DATA EXCERPTS:
◇ ◇ ◇ ◇ ◇ ◇ ◇

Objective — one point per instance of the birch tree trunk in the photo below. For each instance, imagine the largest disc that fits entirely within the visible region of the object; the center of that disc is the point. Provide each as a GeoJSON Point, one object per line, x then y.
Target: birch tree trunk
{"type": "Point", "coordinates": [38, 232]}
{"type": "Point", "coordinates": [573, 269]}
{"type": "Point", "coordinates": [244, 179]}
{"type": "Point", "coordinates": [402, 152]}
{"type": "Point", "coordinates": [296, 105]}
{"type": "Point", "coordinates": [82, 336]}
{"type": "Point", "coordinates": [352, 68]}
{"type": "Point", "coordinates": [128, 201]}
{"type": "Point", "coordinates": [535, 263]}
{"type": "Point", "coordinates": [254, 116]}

◇ ◇ ◇ ◇ ◇ ◇ ◇

EXERCISE GOAL: Word for word, write out each of the records shown above.

WRITTEN RESPONSE:
Objective — one point per instance of the birch tree trunk in the photo below. For each instance, imagine the largest disc that fits entirely within the visible region of the object; the center of that disc is the point. Provide each as a GeoJSON Point, one object per line, x then y.
Target: birch tree trunk
{"type": "Point", "coordinates": [38, 232]}
{"type": "Point", "coordinates": [573, 269]}
{"type": "Point", "coordinates": [244, 179]}
{"type": "Point", "coordinates": [402, 152]}
{"type": "Point", "coordinates": [296, 105]}
{"type": "Point", "coordinates": [82, 336]}
{"type": "Point", "coordinates": [352, 68]}
{"type": "Point", "coordinates": [128, 201]}
{"type": "Point", "coordinates": [535, 263]}
{"type": "Point", "coordinates": [254, 116]}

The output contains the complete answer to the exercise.